- [What is asked]:
Gather every line from the records below that contains the word "ground".

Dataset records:
===

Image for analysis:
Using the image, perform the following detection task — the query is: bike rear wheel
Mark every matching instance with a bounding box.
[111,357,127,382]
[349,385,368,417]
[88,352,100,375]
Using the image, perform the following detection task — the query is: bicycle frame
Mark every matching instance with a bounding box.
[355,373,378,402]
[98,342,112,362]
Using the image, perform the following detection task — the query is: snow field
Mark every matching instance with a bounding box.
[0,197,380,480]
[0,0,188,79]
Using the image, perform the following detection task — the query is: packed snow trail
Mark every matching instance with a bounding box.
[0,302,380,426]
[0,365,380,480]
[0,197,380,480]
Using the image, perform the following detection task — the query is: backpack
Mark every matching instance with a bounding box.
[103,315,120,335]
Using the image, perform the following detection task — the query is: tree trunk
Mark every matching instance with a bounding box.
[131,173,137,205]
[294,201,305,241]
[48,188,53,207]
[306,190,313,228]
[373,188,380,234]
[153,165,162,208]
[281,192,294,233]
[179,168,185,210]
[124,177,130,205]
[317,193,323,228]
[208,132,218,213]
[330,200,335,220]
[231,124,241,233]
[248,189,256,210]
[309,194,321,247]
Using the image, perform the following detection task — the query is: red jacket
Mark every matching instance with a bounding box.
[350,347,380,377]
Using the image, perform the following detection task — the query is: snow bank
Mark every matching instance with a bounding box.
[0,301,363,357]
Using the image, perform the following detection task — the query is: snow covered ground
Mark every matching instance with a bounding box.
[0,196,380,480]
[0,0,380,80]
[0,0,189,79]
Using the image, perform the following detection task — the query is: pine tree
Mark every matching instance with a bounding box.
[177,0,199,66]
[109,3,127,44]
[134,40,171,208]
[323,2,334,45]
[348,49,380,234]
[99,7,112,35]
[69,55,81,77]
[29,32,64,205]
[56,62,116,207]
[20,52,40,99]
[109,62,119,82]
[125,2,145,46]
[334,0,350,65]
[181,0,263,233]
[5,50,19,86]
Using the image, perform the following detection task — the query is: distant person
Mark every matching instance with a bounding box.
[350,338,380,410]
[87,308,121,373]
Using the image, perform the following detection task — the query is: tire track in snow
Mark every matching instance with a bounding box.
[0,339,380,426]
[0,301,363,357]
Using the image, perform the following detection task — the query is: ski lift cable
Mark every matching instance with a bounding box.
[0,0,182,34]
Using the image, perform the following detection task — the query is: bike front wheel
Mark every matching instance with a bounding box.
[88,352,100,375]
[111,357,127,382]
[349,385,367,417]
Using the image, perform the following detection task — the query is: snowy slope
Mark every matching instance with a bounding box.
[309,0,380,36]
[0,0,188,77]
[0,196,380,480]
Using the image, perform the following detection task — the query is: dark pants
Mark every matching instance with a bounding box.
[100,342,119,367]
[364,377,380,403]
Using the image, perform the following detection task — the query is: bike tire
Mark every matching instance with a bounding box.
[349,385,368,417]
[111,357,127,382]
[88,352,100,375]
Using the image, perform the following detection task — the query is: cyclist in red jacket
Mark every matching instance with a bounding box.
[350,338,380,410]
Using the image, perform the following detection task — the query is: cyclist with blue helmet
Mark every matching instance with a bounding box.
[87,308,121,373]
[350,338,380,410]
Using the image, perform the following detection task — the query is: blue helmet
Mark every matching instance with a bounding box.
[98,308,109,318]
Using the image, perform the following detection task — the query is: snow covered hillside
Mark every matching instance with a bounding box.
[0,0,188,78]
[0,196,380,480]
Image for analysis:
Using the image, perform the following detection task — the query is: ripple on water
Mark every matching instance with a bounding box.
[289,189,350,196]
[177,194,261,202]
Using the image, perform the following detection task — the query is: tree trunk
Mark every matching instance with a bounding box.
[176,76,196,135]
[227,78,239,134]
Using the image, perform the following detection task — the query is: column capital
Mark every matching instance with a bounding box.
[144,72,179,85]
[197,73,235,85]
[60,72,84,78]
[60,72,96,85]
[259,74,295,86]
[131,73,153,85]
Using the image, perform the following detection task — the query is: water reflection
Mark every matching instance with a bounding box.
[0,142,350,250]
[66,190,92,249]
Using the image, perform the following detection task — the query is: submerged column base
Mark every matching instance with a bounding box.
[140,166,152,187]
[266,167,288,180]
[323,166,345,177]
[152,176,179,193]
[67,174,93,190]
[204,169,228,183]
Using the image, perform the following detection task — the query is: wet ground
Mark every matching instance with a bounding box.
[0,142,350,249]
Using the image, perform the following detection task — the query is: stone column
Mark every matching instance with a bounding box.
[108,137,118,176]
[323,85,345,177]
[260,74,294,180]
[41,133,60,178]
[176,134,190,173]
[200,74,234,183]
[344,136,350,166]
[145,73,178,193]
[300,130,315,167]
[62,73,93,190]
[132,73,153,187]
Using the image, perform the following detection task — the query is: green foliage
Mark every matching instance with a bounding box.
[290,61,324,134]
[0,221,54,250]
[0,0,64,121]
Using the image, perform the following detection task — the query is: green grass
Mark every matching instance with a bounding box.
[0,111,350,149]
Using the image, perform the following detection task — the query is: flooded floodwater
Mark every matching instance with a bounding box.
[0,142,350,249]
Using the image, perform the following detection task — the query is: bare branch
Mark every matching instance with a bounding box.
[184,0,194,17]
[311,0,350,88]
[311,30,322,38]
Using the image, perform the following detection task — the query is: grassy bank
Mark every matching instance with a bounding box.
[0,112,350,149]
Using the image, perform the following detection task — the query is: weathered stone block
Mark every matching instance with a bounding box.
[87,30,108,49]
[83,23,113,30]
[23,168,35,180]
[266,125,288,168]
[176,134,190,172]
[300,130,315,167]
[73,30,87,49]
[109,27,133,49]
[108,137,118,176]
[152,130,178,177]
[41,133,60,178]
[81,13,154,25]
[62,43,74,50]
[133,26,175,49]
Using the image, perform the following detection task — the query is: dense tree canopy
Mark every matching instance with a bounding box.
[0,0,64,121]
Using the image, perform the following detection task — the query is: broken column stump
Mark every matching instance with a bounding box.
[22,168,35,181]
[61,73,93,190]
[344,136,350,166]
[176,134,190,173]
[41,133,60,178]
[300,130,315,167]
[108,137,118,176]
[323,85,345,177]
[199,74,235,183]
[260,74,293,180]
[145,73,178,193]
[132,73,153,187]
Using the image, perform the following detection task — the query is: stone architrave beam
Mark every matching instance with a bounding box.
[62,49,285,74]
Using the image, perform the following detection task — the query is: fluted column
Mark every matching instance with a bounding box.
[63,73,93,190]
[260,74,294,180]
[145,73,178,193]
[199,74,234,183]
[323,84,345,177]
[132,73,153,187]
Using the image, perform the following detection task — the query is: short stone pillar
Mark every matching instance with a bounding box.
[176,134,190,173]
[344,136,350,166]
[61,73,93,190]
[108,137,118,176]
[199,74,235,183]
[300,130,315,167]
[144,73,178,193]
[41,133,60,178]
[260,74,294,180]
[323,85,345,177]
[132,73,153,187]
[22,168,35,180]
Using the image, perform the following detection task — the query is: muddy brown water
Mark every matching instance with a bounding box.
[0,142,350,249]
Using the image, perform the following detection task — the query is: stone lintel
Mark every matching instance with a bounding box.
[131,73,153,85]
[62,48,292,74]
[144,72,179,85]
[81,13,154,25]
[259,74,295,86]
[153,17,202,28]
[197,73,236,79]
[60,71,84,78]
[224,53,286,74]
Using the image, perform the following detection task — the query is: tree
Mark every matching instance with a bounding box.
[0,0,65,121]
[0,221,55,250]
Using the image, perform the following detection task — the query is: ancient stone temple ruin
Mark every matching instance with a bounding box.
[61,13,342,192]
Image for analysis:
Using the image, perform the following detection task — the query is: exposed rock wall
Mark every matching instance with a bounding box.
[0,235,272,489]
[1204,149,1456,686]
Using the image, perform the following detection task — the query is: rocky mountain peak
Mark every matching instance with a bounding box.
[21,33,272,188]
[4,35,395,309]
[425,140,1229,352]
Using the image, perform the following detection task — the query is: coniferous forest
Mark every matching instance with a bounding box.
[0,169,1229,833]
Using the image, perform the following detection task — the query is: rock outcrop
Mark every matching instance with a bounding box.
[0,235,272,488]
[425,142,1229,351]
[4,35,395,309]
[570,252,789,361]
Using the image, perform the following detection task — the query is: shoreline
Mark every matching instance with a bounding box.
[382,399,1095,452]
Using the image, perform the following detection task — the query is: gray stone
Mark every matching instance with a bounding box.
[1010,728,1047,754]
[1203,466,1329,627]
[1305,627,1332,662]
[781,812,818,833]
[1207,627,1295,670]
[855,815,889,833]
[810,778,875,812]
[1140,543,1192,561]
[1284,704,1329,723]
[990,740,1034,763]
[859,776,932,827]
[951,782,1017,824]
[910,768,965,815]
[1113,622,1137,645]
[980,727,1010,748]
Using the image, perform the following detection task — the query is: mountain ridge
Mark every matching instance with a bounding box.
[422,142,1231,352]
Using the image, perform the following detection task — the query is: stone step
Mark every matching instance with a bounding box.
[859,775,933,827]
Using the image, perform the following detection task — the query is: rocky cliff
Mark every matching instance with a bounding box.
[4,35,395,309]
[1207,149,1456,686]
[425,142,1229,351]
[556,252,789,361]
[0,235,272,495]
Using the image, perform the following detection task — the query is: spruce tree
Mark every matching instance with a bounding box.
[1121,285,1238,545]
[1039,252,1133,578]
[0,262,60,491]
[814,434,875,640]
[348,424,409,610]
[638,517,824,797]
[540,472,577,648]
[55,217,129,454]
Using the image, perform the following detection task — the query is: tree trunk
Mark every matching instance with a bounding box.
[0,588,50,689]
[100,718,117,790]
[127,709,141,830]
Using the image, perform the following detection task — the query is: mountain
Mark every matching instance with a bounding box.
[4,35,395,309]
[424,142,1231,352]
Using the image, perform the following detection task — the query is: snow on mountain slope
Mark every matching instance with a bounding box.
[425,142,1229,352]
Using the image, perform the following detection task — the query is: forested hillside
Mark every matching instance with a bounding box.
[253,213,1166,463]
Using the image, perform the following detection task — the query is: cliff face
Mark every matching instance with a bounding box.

===

- [Reply]:
Using the image, perform the following detection task — the query is: snow covered ground
Using the image, perform the following detection task — the query is: wet ground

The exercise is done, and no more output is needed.